**Task objective**
Pictures left aside, return the lines below exactly, from the one with "Camera-trap tagging: put a point on every instance of the green" to the end, including both ends.

**Records supplied**
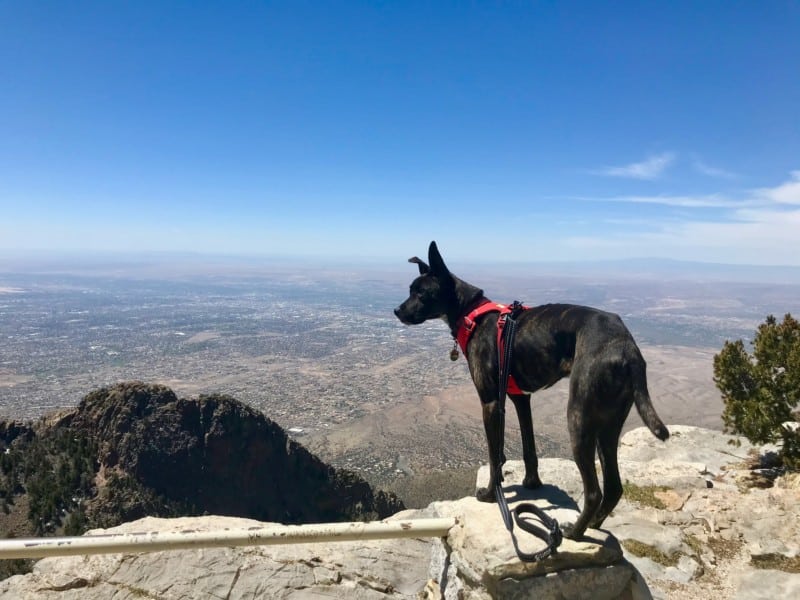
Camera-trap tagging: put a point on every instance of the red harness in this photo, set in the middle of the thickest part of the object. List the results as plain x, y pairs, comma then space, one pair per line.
466, 327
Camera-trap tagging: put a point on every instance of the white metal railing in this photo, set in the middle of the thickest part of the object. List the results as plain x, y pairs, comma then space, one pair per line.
254, 536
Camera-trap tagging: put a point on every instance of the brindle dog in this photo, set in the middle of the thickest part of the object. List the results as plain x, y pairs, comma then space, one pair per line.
594, 348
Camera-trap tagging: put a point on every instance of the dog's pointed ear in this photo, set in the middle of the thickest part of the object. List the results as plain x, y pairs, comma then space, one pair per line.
437, 263
423, 268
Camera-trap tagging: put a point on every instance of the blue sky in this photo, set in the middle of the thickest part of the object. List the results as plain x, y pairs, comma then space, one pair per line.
504, 130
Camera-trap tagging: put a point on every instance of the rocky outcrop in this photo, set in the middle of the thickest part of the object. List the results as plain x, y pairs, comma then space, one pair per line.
691, 526
159, 455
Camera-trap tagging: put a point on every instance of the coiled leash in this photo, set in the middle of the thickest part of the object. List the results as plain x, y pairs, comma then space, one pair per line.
551, 533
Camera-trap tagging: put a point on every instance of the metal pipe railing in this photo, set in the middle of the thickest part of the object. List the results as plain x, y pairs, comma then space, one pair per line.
154, 541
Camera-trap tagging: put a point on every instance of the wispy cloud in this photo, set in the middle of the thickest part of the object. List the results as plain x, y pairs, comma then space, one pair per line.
705, 169
651, 168
700, 201
785, 193
761, 228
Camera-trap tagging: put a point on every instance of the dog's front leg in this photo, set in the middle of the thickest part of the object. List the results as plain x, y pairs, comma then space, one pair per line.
493, 425
522, 402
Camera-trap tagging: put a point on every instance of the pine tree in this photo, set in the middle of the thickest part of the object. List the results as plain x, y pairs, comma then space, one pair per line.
761, 390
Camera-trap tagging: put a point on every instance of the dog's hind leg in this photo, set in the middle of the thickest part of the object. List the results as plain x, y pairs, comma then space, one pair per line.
583, 437
607, 441
522, 403
493, 425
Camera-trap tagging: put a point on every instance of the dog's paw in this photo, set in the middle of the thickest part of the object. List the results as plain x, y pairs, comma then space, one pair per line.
485, 495
568, 531
531, 482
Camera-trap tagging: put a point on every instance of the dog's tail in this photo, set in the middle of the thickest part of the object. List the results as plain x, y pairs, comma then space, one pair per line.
645, 406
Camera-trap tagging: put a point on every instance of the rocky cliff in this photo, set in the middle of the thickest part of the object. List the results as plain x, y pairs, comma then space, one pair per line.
135, 450
701, 519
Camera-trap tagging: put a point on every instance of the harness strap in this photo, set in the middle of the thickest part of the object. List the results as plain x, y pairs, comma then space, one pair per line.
551, 535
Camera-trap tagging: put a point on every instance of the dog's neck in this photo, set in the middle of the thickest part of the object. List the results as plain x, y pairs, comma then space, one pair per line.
468, 297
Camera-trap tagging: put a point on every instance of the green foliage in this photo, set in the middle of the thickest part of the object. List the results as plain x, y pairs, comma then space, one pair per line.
761, 390
644, 494
56, 471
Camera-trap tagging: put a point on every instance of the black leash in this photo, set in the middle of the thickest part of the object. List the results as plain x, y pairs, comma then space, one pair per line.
551, 533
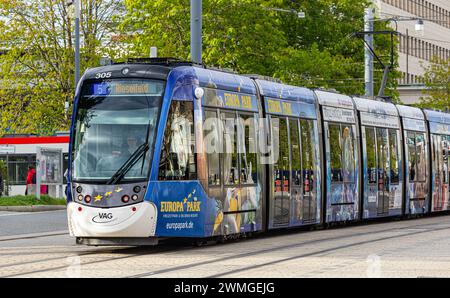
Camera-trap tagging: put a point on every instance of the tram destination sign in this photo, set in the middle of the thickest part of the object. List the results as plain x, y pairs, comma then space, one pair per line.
380, 120
338, 115
7, 149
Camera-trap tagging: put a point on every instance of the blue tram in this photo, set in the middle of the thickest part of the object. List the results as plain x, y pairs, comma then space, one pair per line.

**Solution to this exercise**
Camera-trap tagging: put a point on every instance of the green foliage in this photo, set in the middle of the thickest part of the object. List the results as plain x, y pairs, comma then space, one pair per line.
761, 390
644, 494
56, 471
Camera-trap tagging: put a point on every instance of the black leash in this photo, set in the middle of the thickest part of the object. List the results as plain x, y pairs, comma then space, one pair per line.
551, 533
Camera-trap tagging: put a point on every instance of the tram destination sign in this photo, set in the middle of the thickest part of the object. List the results as plain x, y pairs, comma then space, one pair per line.
380, 120
338, 115
7, 149
Camera-trap tagging: put a point on every instance of the blue tram in this photo, set in the middle of the thickest part of the object. List the results as plain x, y pairs, comma then space, one pair per line.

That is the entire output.